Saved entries

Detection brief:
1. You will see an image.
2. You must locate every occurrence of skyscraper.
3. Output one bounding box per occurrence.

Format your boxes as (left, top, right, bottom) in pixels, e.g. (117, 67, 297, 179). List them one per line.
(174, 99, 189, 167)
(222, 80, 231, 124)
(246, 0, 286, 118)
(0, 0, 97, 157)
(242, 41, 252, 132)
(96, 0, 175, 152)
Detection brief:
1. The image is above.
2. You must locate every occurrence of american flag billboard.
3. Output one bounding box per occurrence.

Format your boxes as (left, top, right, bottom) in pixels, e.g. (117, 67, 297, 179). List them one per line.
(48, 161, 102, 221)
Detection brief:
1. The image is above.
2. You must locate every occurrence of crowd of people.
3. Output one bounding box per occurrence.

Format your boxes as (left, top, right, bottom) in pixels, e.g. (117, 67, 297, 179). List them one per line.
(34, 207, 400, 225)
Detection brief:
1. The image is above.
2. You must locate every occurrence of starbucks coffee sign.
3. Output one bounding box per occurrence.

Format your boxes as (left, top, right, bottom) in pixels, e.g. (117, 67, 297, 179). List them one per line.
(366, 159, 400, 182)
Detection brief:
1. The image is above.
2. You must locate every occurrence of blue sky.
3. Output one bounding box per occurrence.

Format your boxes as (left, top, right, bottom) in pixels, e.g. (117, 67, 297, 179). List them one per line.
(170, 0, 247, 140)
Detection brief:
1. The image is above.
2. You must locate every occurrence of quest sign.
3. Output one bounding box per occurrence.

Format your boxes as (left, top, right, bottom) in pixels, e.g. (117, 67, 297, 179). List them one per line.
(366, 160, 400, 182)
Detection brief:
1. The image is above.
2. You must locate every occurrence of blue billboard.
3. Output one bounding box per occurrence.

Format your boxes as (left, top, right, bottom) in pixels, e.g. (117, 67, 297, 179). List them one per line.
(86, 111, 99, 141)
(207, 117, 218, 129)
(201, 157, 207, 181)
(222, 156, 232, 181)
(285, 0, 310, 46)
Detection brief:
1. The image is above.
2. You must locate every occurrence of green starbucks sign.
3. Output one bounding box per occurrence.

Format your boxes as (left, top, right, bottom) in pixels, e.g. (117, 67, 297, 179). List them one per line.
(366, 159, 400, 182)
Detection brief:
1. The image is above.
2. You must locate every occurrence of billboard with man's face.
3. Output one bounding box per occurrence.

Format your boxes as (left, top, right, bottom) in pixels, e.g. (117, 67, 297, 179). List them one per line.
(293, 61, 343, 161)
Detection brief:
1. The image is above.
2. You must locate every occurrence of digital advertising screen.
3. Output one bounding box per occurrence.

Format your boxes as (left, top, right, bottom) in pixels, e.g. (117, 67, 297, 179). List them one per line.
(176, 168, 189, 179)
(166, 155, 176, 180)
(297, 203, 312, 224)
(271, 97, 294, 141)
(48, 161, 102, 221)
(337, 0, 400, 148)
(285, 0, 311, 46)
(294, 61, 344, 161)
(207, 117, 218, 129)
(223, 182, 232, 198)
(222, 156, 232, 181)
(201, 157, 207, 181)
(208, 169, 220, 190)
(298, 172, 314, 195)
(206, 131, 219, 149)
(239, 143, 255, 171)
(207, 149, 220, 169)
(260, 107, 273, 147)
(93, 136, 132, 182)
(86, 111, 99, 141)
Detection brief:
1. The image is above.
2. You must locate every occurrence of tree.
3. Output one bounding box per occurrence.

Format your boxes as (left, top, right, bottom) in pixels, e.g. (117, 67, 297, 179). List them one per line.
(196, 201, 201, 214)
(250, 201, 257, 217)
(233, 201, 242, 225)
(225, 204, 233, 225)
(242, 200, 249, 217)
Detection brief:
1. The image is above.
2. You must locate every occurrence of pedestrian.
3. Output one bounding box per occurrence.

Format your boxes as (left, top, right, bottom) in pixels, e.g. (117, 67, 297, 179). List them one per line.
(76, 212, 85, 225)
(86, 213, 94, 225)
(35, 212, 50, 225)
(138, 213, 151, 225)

WHAT NEEDS TO BE DONE:
Would you copy every line of the entries in which "starbucks" appears?

YOUR SOLUTION:
2. You must locate every occurrence of starbucks coffee sign.
2. You must locate every occurrence of green starbucks sign.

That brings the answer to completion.